WHAT YOU WILL DO → Please count the lines in the data below that contain the string "roof", and reply with that number alone.

MATERIAL FOR THE TASK →
— Start —
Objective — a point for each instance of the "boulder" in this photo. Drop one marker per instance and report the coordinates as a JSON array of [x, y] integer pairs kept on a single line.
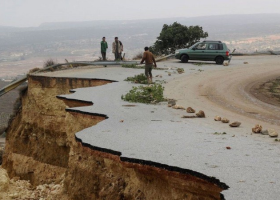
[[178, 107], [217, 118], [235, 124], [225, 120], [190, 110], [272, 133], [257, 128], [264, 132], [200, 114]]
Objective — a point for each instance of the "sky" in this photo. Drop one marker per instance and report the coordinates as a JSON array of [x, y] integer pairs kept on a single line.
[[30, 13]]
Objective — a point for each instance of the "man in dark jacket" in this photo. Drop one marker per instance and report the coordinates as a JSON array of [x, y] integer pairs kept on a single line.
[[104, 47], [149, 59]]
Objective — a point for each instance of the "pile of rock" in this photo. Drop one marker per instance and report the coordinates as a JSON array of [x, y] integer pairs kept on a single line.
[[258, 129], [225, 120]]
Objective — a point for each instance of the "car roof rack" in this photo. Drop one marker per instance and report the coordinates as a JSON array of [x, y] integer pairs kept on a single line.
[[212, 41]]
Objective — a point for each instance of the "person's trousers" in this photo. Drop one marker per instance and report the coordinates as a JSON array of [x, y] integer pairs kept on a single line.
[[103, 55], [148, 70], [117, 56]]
— End —
— Start —
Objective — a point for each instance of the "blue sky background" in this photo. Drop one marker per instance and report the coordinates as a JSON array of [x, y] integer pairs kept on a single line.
— End —
SOLUTION FOR THIS EXERCISE → 1